> Task to complete:
Print the line that has "Note to the class: identify the garden" in it, then every remaining line of the data, exactly and without anything extra.

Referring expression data
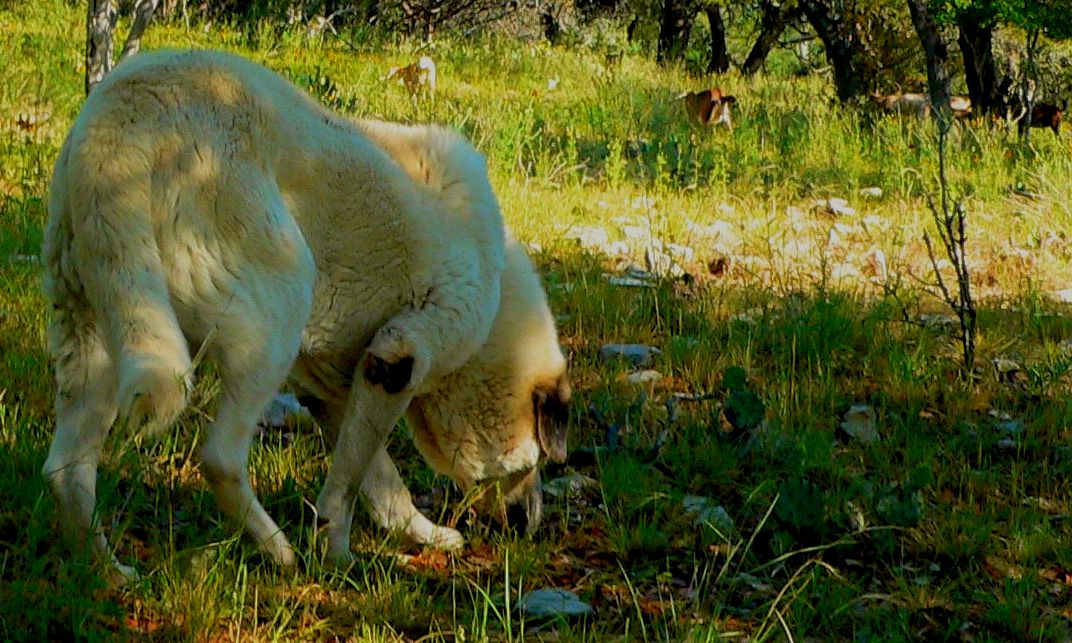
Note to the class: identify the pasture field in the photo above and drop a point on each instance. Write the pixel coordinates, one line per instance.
(806, 463)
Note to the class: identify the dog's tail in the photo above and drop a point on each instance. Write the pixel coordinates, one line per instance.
(104, 275)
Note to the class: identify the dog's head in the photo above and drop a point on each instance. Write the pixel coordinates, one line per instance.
(491, 422)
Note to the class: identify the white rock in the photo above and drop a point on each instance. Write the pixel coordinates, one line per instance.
(570, 483)
(552, 601)
(938, 320)
(859, 422)
(643, 203)
(590, 237)
(628, 282)
(282, 407)
(639, 356)
(705, 510)
(875, 265)
(1062, 296)
(643, 377)
(661, 264)
(683, 253)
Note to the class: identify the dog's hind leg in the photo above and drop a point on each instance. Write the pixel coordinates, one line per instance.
(254, 357)
(86, 406)
(254, 342)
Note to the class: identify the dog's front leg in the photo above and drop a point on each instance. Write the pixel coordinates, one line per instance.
(391, 506)
(380, 394)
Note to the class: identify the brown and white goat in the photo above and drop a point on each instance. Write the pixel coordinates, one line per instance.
(710, 107)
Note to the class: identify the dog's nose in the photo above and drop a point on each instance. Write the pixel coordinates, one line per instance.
(517, 518)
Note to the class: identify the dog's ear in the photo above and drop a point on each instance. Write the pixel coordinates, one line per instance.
(392, 376)
(551, 407)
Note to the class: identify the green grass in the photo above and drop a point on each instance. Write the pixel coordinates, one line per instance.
(950, 526)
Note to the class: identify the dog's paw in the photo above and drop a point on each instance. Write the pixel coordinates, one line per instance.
(428, 533)
(446, 538)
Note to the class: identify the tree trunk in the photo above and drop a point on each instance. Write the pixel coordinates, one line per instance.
(719, 62)
(775, 18)
(100, 23)
(976, 40)
(143, 15)
(937, 55)
(839, 40)
(675, 23)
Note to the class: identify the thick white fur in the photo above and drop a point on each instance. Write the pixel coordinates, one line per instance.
(202, 200)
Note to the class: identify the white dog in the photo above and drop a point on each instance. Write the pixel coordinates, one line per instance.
(201, 202)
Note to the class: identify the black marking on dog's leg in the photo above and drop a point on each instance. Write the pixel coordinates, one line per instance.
(392, 376)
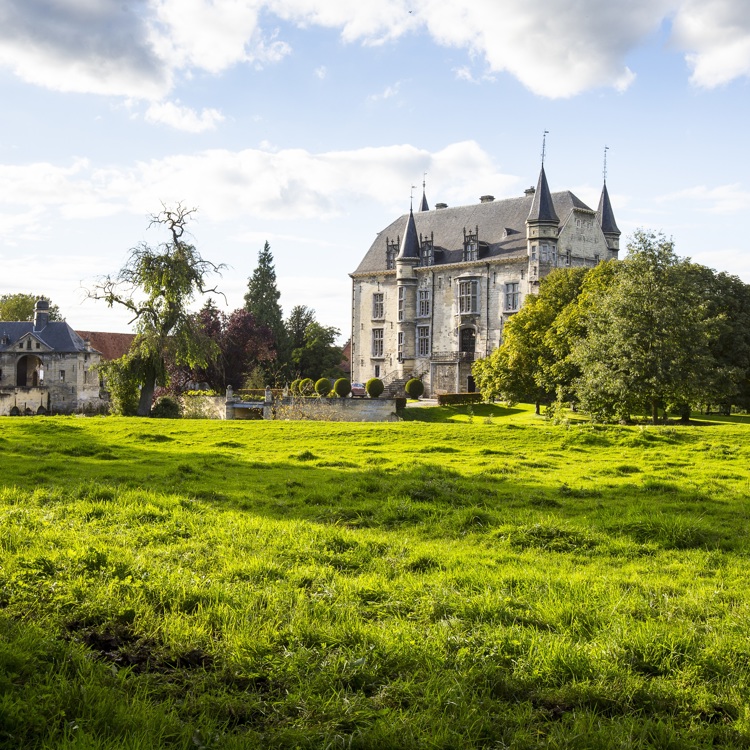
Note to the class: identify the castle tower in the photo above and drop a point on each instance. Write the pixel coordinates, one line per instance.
(406, 289)
(606, 218)
(541, 230)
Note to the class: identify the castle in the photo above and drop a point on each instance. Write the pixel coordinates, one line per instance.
(434, 290)
(46, 367)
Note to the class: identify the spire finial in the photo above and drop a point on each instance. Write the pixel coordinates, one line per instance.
(604, 172)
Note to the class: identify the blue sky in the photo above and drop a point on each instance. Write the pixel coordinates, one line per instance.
(306, 122)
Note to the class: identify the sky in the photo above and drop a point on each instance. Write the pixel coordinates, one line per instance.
(305, 123)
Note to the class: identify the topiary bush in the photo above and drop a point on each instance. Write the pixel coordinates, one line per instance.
(414, 388)
(323, 387)
(166, 408)
(374, 387)
(342, 387)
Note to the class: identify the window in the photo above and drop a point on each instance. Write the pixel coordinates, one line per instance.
(391, 251)
(423, 341)
(426, 253)
(468, 301)
(423, 303)
(512, 296)
(471, 245)
(377, 342)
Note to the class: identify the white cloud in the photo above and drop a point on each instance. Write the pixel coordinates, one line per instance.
(716, 35)
(387, 93)
(225, 185)
(557, 48)
(96, 47)
(183, 118)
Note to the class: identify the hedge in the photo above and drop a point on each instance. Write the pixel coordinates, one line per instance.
(454, 399)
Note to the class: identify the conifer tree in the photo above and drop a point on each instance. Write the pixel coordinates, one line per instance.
(262, 299)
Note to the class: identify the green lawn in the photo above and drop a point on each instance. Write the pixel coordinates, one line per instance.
(462, 579)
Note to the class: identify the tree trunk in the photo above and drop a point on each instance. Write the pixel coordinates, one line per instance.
(147, 396)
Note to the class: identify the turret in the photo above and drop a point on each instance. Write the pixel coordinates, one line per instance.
(41, 314)
(541, 228)
(606, 218)
(406, 286)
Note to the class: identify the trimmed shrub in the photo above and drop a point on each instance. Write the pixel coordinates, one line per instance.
(374, 387)
(455, 399)
(323, 387)
(166, 408)
(342, 387)
(414, 388)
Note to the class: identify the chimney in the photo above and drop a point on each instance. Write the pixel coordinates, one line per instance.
(41, 314)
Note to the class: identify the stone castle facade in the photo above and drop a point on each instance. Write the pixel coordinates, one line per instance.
(46, 367)
(434, 290)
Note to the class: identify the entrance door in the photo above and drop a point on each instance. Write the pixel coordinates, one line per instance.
(468, 339)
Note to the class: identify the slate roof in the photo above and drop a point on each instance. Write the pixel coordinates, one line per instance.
(542, 210)
(410, 243)
(606, 215)
(502, 229)
(58, 336)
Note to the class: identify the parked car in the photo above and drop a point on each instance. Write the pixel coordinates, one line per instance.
(358, 390)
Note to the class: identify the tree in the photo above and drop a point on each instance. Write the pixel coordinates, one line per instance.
(262, 300)
(296, 324)
(20, 307)
(168, 277)
(319, 355)
(648, 336)
(528, 363)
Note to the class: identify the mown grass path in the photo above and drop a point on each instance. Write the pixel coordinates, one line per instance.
(487, 582)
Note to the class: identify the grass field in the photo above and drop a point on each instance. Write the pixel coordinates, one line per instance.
(460, 580)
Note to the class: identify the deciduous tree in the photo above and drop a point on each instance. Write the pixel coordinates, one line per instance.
(157, 285)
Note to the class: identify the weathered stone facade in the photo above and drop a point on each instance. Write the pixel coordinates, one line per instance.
(46, 367)
(434, 290)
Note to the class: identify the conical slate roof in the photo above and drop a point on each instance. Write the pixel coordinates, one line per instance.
(605, 214)
(542, 209)
(410, 243)
(423, 205)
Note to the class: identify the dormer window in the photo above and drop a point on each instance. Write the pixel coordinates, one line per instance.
(426, 250)
(391, 251)
(471, 245)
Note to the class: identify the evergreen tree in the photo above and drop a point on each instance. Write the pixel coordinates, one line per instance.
(262, 300)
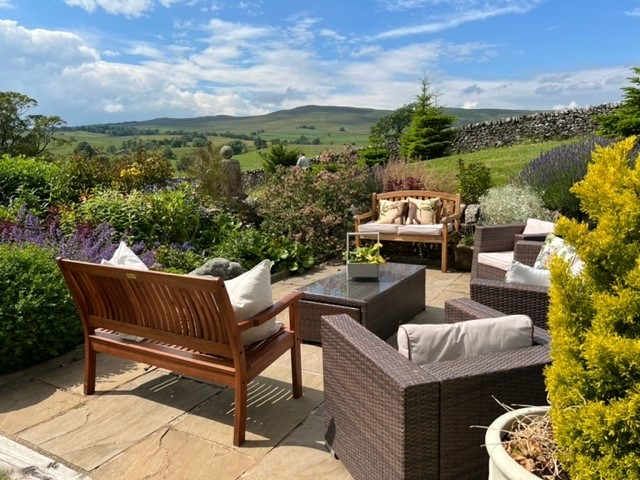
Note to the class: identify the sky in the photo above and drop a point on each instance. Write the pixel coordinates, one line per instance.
(105, 61)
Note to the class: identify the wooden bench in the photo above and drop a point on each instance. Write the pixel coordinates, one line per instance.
(183, 323)
(445, 231)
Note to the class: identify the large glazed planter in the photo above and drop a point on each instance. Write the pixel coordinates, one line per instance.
(501, 465)
(363, 271)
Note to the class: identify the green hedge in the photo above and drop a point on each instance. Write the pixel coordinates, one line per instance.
(38, 319)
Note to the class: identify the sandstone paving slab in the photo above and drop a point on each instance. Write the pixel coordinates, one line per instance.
(108, 424)
(111, 372)
(25, 404)
(302, 455)
(172, 454)
(23, 463)
(311, 356)
(272, 412)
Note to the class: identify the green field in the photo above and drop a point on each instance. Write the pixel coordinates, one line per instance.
(335, 127)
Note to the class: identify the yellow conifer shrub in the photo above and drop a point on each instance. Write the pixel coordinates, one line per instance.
(594, 321)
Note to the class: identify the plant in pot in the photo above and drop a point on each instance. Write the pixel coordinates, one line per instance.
(463, 253)
(594, 325)
(363, 262)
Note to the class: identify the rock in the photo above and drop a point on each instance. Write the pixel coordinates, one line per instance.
(219, 267)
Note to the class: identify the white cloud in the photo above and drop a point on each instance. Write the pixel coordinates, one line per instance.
(462, 11)
(128, 8)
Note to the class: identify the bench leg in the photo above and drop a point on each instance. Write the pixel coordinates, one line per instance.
(296, 370)
(443, 261)
(240, 417)
(89, 368)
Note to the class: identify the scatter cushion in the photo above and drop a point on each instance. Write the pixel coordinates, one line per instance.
(521, 273)
(124, 257)
(424, 344)
(378, 227)
(554, 245)
(422, 211)
(423, 229)
(392, 211)
(539, 227)
(501, 260)
(250, 293)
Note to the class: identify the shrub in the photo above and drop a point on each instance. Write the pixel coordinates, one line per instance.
(166, 215)
(511, 204)
(85, 172)
(399, 175)
(32, 182)
(278, 156)
(594, 324)
(553, 174)
(136, 171)
(315, 209)
(249, 246)
(38, 319)
(474, 180)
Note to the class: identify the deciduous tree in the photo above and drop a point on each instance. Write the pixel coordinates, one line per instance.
(22, 134)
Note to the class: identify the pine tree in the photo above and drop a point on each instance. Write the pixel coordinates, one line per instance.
(430, 134)
(624, 121)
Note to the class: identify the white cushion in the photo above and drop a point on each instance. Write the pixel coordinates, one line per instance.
(430, 343)
(124, 256)
(423, 229)
(378, 227)
(250, 293)
(521, 273)
(501, 260)
(536, 226)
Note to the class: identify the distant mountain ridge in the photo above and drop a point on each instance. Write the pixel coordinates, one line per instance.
(320, 116)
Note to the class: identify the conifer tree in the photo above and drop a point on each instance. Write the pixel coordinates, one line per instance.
(430, 134)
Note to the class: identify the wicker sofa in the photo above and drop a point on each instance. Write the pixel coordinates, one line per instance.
(387, 418)
(487, 284)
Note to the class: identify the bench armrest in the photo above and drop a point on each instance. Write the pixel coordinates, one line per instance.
(361, 217)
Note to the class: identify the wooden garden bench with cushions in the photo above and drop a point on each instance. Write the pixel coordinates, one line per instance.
(182, 323)
(440, 226)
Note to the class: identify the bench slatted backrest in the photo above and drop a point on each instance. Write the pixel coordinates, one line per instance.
(450, 201)
(190, 311)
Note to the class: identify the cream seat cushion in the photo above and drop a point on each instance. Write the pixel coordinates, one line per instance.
(501, 260)
(250, 293)
(521, 273)
(423, 229)
(378, 227)
(424, 344)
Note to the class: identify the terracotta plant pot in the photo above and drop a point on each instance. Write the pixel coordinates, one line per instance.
(501, 465)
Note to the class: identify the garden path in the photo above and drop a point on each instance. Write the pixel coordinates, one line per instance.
(148, 423)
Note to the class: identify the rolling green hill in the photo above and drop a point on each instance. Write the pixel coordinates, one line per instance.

> Written response:
Note to the class: identify the garden path in the photo above and drop a point on each instance. Write the pixel coordinates, one line per instance.
(148, 423)
Note to the class: identify the rolling green hill in the photo above and drop a point on each instance. Write the pixel coordinates, one line per instance.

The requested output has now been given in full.